— START —
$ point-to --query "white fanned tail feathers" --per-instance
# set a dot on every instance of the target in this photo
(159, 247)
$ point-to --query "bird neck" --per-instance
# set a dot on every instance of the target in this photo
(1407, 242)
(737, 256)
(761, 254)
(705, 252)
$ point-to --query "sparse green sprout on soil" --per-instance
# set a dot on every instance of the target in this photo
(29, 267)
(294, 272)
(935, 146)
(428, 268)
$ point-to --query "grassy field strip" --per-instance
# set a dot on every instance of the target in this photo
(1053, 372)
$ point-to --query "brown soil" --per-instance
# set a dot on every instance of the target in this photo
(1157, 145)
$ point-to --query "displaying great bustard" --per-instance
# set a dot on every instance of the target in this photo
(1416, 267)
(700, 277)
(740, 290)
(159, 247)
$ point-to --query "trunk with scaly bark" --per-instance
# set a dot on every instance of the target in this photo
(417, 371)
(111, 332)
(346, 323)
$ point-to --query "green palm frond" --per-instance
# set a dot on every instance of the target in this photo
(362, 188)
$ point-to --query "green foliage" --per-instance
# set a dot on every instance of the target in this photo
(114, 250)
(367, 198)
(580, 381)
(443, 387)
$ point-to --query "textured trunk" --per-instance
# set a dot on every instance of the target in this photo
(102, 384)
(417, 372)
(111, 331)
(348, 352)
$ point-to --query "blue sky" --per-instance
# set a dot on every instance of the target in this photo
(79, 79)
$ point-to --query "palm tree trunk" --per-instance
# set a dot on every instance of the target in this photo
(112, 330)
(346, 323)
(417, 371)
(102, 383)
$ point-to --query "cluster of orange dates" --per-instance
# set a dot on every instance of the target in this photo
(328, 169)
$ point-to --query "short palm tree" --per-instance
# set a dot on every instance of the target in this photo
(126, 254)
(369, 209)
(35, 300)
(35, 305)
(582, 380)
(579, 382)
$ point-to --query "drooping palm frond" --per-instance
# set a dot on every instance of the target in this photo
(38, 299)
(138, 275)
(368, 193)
— END —
Directive:
Retype all of the records above line for line, changing nothing.

Result for this task:
$ point-to --query "white fanned tail feathers" --per-instance
# set a dot on every instance of the target in this photo
(159, 247)
$ point-to --query "bird neck" --per-instance
# set a dot on every instance of the target in this photo
(1407, 242)
(737, 256)
(761, 254)
(705, 252)
$ point-to --query "sparse green sprout on soil" --per-instance
# set a dot on every instance of the target in this photo
(29, 267)
(294, 272)
(935, 146)
(428, 268)
$ point-to --query "grassy field strip" --per-instance
# set a dot on every instance of the target in this photo
(1053, 372)
$ point-to --query "brown soil" --per-instance
# set a dot on every instance of the target in this photo
(1157, 145)
$ point-to --query "displaying great bustard" --per-instance
# set a dot on every instance of the target in this photo
(1416, 267)
(700, 277)
(740, 290)
(159, 247)
$ point-to --query "trunk with scaly bark" --per-instance
# set a dot on every instance of the target in this photo
(417, 371)
(111, 332)
(346, 323)
$ point-to --query "green palm frond" --per-instance
# set a dot on every instance of the target in this photo
(362, 188)
$ point-to --query "green foliage" --per-instance
# set a dot on every instance of the target in this photo
(114, 250)
(367, 198)
(580, 381)
(443, 387)
$ point-to --query "textured trunk" --per-instance
# set a dot on every instance of the target in this photo
(102, 384)
(417, 372)
(111, 331)
(348, 352)
$ point-to --query "blue sky" --per-instance
# set a dot on every instance of the target in this photo
(79, 79)
$ point-to --query "palm tree trunk" --per-instance
# set a dot on every instance of the target in this photo
(112, 330)
(346, 323)
(417, 371)
(102, 383)
$ point-to --query "cluster of orange dates" --per-instance
# set a dot on every instance of the target in this photo
(328, 169)
$ point-to --query "short palm tree" --per-instance
# set a dot on every instance of the target in this photo
(126, 254)
(369, 209)
(35, 300)
(35, 305)
(582, 380)
(579, 382)
$ point-to --query "drooping palm frond" --per-instance
# set a dot on every instance of the target in this photo
(38, 299)
(138, 275)
(368, 193)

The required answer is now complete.